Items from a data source
........

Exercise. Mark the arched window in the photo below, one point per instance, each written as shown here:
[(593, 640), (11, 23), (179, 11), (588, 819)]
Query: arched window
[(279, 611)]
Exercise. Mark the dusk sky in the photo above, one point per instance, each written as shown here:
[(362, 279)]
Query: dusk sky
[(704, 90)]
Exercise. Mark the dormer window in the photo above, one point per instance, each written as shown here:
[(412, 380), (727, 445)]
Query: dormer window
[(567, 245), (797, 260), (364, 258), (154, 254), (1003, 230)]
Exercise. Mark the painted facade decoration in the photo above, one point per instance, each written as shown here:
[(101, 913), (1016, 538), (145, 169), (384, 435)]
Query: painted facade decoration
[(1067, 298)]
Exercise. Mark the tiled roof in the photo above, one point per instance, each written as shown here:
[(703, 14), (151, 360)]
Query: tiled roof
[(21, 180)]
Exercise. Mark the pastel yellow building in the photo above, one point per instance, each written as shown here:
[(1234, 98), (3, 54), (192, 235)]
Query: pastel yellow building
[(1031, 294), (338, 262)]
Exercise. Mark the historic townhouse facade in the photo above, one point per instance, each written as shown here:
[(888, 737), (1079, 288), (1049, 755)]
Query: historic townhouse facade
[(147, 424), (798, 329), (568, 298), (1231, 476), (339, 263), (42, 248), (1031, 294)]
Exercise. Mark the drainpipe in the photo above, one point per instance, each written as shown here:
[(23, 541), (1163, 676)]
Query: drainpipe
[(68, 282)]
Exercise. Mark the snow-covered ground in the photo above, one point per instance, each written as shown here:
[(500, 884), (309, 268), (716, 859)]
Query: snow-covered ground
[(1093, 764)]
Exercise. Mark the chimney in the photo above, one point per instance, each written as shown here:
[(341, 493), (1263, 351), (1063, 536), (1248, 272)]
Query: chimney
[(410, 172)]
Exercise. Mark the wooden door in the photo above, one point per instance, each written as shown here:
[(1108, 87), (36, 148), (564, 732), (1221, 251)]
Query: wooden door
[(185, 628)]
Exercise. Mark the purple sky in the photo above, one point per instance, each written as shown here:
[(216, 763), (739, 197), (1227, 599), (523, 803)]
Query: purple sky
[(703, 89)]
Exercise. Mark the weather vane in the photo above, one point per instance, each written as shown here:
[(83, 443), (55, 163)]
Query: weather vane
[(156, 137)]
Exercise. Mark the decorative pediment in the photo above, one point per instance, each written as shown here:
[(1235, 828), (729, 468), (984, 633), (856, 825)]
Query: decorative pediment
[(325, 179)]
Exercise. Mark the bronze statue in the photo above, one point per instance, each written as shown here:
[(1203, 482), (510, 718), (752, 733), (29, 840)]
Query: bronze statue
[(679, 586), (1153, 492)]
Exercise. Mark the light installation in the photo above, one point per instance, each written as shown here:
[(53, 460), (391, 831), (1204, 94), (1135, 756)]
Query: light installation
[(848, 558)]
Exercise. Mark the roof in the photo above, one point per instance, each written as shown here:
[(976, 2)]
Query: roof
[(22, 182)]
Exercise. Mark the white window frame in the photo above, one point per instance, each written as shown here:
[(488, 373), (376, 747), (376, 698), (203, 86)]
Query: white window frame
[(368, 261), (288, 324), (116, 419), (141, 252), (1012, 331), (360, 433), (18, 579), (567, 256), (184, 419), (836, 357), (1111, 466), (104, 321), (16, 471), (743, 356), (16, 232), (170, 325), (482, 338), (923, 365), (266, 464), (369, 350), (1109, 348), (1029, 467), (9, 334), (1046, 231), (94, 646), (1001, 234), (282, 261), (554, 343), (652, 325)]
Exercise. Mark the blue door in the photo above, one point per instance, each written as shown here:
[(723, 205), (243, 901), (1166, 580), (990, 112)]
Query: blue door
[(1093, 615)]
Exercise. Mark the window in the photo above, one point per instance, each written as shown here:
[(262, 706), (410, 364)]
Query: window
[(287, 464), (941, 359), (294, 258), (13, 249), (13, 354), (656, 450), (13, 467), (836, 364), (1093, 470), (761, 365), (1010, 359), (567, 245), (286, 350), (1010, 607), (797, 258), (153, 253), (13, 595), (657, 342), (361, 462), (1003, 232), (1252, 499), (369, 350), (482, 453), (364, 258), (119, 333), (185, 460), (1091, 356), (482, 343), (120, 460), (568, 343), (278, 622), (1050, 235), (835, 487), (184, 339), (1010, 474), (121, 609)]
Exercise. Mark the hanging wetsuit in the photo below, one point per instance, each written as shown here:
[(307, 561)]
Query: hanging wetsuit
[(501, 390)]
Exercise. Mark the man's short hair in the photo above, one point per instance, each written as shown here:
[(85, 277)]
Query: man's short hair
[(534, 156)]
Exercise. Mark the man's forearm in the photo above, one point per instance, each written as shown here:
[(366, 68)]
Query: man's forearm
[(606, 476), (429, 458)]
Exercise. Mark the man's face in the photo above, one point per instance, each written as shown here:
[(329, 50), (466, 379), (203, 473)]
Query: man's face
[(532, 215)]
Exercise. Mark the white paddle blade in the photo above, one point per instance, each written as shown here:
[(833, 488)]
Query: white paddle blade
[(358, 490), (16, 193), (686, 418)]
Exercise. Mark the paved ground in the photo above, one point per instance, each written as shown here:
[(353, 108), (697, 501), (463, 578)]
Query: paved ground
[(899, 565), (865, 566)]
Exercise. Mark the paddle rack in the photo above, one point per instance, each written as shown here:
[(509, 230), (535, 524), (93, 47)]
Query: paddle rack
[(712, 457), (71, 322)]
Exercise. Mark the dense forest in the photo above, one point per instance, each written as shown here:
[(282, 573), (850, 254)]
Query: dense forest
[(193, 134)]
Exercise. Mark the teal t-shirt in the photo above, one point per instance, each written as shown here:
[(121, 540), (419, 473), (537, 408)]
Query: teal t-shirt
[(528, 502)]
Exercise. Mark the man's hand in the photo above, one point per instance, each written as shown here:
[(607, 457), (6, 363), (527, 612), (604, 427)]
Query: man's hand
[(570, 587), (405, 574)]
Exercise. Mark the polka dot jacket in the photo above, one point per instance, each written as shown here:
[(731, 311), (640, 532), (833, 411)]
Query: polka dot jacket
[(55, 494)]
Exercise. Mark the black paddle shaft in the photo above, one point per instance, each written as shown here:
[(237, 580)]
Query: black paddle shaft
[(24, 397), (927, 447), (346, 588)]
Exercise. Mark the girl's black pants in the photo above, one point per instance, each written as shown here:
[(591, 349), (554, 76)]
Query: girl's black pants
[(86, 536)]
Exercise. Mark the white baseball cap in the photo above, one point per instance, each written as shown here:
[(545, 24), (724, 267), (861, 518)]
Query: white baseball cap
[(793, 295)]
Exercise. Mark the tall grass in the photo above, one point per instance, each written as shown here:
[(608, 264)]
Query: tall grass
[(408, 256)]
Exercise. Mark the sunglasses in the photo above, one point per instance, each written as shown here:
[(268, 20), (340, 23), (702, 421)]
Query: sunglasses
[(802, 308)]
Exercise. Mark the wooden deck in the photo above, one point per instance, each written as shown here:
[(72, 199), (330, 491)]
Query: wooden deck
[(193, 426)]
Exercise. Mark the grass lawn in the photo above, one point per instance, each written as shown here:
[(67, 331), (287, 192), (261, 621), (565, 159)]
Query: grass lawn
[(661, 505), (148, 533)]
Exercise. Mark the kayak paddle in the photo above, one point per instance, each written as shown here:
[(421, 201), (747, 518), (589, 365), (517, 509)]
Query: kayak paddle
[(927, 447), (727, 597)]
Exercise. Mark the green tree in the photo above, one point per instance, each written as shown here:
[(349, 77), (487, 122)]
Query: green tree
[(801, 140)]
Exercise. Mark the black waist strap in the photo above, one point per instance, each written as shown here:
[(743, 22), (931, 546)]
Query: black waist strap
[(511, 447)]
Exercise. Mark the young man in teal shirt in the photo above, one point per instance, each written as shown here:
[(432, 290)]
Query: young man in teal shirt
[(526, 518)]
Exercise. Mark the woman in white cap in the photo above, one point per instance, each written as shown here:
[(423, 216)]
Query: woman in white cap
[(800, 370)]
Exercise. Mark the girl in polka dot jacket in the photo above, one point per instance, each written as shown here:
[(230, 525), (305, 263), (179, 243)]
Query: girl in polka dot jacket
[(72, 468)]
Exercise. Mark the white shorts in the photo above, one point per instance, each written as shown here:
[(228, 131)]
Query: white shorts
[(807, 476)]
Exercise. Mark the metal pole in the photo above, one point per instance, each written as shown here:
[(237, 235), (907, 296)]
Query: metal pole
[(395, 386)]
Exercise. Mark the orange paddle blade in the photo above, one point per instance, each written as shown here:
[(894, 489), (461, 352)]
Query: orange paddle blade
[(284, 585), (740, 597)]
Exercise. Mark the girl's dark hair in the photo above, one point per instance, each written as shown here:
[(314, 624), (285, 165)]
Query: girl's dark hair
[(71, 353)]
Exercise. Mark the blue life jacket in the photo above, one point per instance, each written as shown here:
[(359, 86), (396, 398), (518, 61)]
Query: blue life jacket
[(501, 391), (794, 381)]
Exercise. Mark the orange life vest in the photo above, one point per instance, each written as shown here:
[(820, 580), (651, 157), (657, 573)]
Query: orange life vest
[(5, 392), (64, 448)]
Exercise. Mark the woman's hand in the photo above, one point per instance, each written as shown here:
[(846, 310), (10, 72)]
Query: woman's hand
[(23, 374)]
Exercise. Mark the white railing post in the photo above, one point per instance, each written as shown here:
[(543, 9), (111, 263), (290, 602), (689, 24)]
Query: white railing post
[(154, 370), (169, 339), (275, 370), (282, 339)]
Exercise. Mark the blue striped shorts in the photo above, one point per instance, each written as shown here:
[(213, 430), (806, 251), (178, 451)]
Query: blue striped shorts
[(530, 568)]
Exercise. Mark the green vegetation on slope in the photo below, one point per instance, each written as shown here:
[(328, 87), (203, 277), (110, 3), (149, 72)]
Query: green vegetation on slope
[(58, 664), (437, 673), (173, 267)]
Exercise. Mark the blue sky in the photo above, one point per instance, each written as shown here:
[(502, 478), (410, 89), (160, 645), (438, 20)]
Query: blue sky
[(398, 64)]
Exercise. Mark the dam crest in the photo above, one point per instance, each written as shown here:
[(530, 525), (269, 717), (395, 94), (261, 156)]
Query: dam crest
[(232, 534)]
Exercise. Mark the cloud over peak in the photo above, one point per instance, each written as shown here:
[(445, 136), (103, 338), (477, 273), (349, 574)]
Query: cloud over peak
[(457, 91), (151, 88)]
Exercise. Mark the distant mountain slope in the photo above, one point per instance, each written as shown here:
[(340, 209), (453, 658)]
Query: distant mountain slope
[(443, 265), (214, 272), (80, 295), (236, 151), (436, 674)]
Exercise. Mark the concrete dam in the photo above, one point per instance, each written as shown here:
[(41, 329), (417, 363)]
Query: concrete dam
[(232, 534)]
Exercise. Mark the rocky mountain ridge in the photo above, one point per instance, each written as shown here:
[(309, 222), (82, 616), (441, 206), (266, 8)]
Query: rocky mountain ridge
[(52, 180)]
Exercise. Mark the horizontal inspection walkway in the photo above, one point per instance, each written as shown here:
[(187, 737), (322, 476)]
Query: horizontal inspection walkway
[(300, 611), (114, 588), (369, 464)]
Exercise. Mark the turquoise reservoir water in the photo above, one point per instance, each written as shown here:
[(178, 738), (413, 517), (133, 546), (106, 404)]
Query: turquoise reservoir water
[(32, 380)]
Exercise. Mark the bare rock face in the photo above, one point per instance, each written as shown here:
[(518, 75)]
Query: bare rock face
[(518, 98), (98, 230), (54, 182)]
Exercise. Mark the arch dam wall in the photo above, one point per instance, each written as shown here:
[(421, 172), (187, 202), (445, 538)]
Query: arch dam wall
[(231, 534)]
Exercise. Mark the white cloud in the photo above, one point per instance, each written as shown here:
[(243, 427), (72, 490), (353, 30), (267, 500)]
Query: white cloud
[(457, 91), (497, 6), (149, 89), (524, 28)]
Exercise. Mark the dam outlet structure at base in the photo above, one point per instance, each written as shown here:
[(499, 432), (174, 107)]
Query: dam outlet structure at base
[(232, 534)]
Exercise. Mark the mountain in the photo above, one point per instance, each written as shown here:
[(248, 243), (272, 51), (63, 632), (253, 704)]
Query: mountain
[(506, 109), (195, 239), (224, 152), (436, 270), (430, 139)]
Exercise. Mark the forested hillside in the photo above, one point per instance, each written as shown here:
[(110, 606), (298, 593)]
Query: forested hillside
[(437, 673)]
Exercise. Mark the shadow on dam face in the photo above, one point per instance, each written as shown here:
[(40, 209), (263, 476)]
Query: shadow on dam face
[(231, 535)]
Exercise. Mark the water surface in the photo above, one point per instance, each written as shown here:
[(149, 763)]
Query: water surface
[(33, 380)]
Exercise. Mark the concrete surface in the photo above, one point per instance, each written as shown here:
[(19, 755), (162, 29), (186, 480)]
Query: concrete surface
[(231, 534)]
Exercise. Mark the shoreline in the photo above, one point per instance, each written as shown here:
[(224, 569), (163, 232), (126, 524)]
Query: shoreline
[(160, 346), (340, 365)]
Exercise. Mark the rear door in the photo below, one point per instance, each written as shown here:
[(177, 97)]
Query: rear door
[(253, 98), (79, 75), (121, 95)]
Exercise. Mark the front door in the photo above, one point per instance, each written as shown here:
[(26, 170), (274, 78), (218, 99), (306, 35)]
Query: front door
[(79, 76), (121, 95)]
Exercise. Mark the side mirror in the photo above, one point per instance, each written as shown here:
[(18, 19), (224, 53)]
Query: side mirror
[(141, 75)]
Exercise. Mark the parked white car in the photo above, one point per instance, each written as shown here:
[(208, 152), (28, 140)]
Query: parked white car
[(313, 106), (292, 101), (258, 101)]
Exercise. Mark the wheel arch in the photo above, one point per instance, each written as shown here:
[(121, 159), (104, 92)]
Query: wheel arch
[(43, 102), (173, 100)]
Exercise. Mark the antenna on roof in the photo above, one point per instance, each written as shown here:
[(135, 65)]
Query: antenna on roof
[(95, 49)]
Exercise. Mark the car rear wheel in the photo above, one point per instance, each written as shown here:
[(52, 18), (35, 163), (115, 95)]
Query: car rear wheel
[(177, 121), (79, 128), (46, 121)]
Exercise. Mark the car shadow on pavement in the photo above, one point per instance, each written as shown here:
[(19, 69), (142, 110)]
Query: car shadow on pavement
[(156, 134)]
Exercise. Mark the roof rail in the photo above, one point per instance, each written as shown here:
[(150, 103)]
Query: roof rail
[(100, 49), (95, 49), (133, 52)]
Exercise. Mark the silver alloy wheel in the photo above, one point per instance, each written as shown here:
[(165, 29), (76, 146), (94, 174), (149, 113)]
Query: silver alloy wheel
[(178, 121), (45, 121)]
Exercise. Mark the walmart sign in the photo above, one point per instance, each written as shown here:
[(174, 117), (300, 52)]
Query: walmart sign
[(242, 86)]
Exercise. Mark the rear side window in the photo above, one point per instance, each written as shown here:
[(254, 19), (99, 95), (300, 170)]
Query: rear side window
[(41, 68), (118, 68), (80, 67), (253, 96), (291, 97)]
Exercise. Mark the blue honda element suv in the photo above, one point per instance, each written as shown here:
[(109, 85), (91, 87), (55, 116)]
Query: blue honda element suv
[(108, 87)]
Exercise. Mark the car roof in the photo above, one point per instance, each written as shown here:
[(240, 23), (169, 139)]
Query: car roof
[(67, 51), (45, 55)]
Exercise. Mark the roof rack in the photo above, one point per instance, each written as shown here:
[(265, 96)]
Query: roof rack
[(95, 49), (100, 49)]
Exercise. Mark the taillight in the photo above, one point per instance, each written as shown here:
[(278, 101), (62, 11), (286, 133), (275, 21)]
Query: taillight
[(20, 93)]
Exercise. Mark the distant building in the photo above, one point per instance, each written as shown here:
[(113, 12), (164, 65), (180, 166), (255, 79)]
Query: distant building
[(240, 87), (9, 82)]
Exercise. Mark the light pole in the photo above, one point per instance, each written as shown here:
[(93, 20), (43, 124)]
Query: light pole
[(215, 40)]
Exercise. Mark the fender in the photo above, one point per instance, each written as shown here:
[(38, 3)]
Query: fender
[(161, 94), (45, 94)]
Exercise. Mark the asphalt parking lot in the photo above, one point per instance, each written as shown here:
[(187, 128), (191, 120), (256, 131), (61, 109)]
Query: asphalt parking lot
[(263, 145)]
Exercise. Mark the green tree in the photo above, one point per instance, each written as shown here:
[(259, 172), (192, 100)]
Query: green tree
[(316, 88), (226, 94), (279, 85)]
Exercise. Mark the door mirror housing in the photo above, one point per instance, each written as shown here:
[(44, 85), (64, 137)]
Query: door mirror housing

........

• [Goal of the exercise] Quote the data above from the line with "Exercise. Mark the concrete dam" to the line with "[(32, 380)]", both included, reproducing each line verbatim.

• [Answer to this task]
Exercise. Mark the concrete dam in the photo above, one point per instance, each written as shown here:
[(41, 329), (417, 363)]
Query: concrete dam
[(232, 534)]
Exercise. Mark the rocky mountain ridge in the photo above, one point per instance, each written as shown here:
[(309, 222), (82, 616), (441, 206), (266, 8)]
Query: rocky mountain ridge
[(52, 180)]
Exercise. Mark the horizontal inspection walkway in the photo above, one point per instance, each written as shown here:
[(187, 737), (322, 476)]
Query: horizontal inspection walkway
[(300, 611), (114, 588), (369, 464)]
Exercise. Mark the turquoise reservoir water in the photo above, one point per instance, each written as shown here:
[(178, 738), (413, 517), (133, 546), (106, 404)]
Query: turquoise reservoir water
[(32, 380)]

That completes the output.